* EXPLORE THE MATERIAL
a) Answer these from the article on Ted Cruz's Cancun trip:
(i) At around what time did Cruz set off for Cancun?
(ii) How many comments did the Fox News story about his trip attract?
(iii) How many seniors did Beto O'Rourke's organization call during the storm?
b) Please repeat word for word the stretch of the article on Ted Cruz's Cancun trip from "Cruz isn’t the" through "at the time.".

On Wednesday night millions of Texans had been without power—and heat—for days, shivering through the below-freezing temperatures that had persisted for the better part of a week. Many filled warming shelters as they sought to survive yet another night after the state’s infrastructure had failed and leadership had proven ineffectual. Meanwhile, cities including Amarillo, Austin, Corpus Christi, Houston, and San Antonio had warned those fortunate enough to have taps that they needed to boil water to safely drink it—which many couldn’t do because they didn’t have power for their electric stoves. Among the leaders who urged caution in these unusual conditions was Senator Ted Cruz, who recommended that Texans stay off the roads and not risk driving on the ice.
It was advice he didn’t follow. In fact, on Wednesday evening, Cruz seemed to be having a pretty nice time! At around 4:45 p.m., the senator was setting off for Cancun, Mexico, where it’s been sunny with temperatures in the 80s, for a family vacation.
The junior senator’s trip would come to a quick end. Late Wednesday night, photos of Cruz strolling through the airport circulated on social media. He began facing intense blowback—not just from the usual cast of political opponents but also from those who might normally be inclined to support him. A story on Fox News about Cruz’s south-of-the-border excursion attracted more than 10,000 comments. A representative one reads, “I’m a Conservative and I see the problem here… A good politician stands with and for their constituents though. Cruz bailed, for his own family’s benefit, while his constituents were left in the cold. Literally.” By Thursday morning, Cruz had booked himself a return trip to Texas, claiming it was always his plan to turn right back around after escorting his family to Mexico (despite packing an enormous suitcase and reportedly booking his initial return ticket for Saturday). The senator also issued a statement that, while short of an apology, at least seemed to acknowledge that he’d like his constituents to believe he feels their pain. (He didn’t indicate whether he’d be following Centers for Disease Control guidelines to self-quarantine after international travel.)
While the senator’s defenders have argued he was not in a position to be of much help from Houston, Cruz is perhaps the highest-profile politician in the state and could have leaned on his army of well-resourced donors and contacts to help his constituents during the weather emergency. Democratic and Republican representatives alike have traveled to visit weather-devastated constituents for years as a way to, at the very least, express the sense that we’re all in this together, and demonstrate that they recognize the responsibility that comes with their roles. Cruz’s 2018 electoral rival, Beto O’Rourke, took the opportunity to highlight that he’d been playing Gallant to Cruz’s Goofus and used his Powered by People organization to call more than 150,000 seniors and connect them with local resources amid the storm.
Cruz isn’t the first Texas politician to make headlines for taking an ill-timed vacation. In fact, he’s not even the first to take a trip to a Mexican beach during a crisis in the past six months. That distinction falls to Austin mayor Steve Adler, who released a video urging his constituents to avoid inessential travel during the November COVID-19 wave while he was relaxing in a luxurious timeshare in Cabo. Even Cruz called out Adler’s hypocrisy at the time.

* DATASET EXCERPT
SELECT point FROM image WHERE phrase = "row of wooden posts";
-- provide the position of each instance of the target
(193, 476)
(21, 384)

* RESPONSE LIST
a)
(i) Around 4:45 p.m.
(ii) More than 10,000.
(iii) More than 150,000.

b)
Cruz isn’t the first Texas politician to make headlines for taking an ill-timed vacation. In fact, he’s not even the first to take a trip to a Mexican beach during a crisis in the past six months. That distinction falls to Austin mayor Steve Adler, who released a video urging his constituents to avoid inessential travel during the November COVID-19 wave while he was relaxing in a luxurious timeshare in Cabo. Even Cruz called out Adler’s hypocrisy at the time.